Tasks for this exercise:
1 - Say whether each statement agrees with the Fed rate thread, answering yes or no and quoting the words that decide it: (a) Bernanke holds that bailouts are not the Fed's responsibility; (b) wayneL expects the Fed to leave rates unchanged; (c) September is described as usually the best month for stocks.
2 - Reproduce the part of the Fed rate thread that begins at the words "Currently I am" and stops after "more than neccessary.".

Selected passage:
┄┄┄┄┄┄

# Will the US Fed cut rates in Sept?



## vishalt (1 September 2007)

In these troubled times current Fed Chairman, Ben. S Bernanke's predecessor, Alan Greenspan, would employ the 'Greenspan put' by cutting interest rates to bail out businesses who feed off credit. 

Bernanke's view is that it's not the Fed's responsibility to do the bailouts, but will "act as needed" to shield the American economy. 

September - usually the worst month for stocks - is going to be very interesting, a cut would surely ensue some rally and maybe some M&A again?

Who knows.. 

vote!


----------



## wayneL (1 September 2007)

vishalt said:


> vote!



They'll cut, but it won't work past a brief euphoria rally.

I'm turning Japanese
I think I'm turning Japanese
I really think so
Turning Japanese
I think I'm turning Japanese
I really think so
I'm turning Japanese
I think I'm turning Japanese
I really think so
Turning Japanese
I think I'm turning Japanese
I really think so


----------



## Santoro (1 September 2007)

Currently I am in the opinion that they will cut rates in September, measures annouced by Bush and the Fed's willingness to ease the liquidity problem looks like everyone is prepared to ensure markets don't suffer more than neccessary.

┄┄┄┄┄┄

Information shown:
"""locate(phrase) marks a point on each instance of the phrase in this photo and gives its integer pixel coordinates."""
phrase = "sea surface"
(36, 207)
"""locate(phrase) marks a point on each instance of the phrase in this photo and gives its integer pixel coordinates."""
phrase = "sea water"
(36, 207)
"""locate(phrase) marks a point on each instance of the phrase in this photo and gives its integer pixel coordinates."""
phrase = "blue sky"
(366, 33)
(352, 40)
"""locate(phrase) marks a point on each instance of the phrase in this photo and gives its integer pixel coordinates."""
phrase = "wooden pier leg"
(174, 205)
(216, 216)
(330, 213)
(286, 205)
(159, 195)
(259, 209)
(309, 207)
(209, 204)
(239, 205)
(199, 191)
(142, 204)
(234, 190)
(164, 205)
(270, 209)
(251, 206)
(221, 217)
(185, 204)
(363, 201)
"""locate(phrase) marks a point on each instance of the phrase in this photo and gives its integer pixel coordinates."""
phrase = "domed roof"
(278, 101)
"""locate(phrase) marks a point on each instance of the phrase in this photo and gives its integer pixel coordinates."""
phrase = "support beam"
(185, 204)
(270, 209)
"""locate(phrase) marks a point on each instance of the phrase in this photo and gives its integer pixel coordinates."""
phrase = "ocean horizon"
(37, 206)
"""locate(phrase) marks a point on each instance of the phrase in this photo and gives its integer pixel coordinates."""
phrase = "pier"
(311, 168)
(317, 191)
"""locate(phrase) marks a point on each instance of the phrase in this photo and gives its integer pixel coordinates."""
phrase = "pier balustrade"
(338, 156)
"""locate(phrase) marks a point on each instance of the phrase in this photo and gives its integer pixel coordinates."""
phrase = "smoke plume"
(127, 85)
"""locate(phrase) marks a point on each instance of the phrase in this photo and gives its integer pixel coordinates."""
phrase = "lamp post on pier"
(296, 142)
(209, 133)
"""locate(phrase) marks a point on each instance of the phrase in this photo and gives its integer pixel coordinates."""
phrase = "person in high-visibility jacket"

┄┄┄┄┄┄

Answers in order:
1 -
(a) Yes: "Bernanke's view is that it's not the Fed's responsibility to do the bailouts"
(b) No: "They'll cut, but it won't work past a brief euphoria rally."
(c) No: "September - usually the worst month for stocks"

2 -
Currently I am in the opinion that they will cut rates in September, measures annouced by Bush and the Fed's willingness to ease the liquidity problem looks like everyone is prepared to ensure markets don't suffer more than neccessary.